### Problem description
State how many lines of the material contain the string "trail", matching case exactly, and reply with only that number.

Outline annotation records

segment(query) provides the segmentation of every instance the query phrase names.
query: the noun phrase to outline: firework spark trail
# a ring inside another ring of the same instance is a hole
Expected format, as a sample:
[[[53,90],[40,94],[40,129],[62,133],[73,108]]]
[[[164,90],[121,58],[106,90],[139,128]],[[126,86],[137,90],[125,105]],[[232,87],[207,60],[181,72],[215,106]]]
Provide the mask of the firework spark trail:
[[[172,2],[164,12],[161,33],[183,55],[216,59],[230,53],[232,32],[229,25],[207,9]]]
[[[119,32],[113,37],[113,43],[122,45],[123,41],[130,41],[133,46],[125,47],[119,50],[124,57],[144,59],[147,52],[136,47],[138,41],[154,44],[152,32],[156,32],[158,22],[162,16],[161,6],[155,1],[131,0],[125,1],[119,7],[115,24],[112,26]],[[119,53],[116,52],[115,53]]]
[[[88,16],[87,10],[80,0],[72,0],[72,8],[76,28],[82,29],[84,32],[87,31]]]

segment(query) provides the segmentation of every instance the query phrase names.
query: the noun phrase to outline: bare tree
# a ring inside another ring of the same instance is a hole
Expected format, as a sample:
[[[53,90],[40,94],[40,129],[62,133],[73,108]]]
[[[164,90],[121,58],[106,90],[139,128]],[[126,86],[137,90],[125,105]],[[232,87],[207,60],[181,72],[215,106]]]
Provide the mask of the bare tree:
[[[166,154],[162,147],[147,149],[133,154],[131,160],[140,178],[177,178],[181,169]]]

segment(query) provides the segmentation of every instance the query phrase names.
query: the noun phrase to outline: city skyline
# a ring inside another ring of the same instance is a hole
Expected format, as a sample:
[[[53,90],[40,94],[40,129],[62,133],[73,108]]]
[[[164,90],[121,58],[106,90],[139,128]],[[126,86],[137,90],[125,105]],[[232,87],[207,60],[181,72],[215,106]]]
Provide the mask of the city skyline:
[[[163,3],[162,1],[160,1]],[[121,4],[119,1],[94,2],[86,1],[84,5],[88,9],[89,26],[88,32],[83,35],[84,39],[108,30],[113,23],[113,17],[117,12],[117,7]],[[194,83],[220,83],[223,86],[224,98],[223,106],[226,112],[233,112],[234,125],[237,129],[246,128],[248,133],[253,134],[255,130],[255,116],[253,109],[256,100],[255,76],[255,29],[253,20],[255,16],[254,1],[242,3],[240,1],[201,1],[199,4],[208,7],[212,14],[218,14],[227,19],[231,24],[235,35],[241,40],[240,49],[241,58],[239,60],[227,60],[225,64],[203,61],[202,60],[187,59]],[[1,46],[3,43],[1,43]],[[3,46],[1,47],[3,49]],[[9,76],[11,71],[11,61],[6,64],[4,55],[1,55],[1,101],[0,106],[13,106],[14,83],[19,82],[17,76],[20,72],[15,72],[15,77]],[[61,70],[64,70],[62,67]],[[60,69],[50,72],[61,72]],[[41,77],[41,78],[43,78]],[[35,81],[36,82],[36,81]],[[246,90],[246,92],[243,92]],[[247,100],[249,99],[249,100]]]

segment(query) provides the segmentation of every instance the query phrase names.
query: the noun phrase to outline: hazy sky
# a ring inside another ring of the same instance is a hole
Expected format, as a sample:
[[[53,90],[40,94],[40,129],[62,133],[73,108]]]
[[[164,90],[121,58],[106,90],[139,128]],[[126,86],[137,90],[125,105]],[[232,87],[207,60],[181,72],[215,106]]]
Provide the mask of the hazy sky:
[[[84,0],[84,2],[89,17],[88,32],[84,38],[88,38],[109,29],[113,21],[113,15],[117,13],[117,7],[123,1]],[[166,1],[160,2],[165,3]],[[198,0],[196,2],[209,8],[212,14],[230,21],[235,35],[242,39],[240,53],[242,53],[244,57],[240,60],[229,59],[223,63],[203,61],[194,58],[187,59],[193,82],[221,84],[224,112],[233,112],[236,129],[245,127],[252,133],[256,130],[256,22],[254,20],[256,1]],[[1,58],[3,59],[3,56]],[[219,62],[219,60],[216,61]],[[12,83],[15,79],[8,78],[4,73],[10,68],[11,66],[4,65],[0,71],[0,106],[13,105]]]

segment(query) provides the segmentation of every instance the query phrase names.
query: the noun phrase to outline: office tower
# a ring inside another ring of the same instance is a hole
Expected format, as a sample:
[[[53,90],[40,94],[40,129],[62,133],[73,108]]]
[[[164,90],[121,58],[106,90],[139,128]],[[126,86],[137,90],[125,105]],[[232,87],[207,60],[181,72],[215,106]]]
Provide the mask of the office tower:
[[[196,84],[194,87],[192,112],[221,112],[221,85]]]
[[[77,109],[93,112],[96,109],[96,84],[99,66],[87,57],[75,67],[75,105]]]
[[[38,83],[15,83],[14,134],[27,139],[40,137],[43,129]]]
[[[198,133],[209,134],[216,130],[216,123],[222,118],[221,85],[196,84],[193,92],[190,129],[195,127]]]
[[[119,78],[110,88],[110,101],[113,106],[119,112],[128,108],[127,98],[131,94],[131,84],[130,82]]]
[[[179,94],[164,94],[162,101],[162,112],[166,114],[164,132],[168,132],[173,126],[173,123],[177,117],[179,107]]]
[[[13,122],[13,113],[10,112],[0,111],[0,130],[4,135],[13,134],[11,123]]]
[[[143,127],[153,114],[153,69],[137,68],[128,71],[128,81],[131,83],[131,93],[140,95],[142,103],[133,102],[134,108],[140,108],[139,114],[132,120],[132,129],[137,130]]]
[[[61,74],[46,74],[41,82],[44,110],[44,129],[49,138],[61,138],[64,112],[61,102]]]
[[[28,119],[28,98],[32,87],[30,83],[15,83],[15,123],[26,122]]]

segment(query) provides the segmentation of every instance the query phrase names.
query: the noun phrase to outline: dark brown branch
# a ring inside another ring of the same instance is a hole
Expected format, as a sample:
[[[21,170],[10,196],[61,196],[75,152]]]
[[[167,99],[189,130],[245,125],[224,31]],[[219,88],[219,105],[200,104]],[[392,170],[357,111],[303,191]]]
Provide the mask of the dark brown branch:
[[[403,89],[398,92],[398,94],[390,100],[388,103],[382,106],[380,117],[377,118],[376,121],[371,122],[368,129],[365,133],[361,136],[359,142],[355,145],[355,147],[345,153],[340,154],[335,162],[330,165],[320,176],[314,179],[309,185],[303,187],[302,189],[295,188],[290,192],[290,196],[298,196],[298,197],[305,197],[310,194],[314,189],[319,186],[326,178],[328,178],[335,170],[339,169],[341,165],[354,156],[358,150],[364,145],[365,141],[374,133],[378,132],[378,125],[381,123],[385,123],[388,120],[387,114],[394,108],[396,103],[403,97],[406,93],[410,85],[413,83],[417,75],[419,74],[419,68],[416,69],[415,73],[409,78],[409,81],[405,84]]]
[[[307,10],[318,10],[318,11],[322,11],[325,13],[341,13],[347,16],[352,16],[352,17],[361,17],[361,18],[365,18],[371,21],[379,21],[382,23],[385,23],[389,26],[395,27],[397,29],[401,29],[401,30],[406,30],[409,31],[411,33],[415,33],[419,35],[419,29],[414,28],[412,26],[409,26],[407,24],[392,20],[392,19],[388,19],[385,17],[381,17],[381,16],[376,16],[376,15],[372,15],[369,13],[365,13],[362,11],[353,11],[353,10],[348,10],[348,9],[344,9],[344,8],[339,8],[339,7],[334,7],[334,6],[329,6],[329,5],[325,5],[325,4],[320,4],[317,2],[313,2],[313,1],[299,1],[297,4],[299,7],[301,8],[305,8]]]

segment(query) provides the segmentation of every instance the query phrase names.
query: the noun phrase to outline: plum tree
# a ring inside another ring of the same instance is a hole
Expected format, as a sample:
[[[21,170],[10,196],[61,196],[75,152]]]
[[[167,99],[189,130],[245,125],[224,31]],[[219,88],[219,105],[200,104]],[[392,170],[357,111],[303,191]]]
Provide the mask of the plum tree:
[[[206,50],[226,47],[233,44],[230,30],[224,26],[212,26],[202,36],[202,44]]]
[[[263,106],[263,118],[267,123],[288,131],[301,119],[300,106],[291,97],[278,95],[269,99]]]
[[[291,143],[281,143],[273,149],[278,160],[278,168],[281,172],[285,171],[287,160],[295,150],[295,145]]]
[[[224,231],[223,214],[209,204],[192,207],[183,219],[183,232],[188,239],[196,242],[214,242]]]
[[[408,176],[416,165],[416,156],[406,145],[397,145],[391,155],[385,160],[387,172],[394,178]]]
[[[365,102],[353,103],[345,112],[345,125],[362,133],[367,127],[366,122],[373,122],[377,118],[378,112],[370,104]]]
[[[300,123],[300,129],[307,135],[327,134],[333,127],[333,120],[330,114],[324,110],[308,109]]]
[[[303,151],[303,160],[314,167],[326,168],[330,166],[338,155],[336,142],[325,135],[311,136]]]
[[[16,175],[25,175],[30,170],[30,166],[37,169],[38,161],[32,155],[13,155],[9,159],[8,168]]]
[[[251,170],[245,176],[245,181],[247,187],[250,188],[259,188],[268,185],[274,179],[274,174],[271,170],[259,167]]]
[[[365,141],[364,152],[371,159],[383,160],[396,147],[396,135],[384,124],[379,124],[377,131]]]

### Output below
2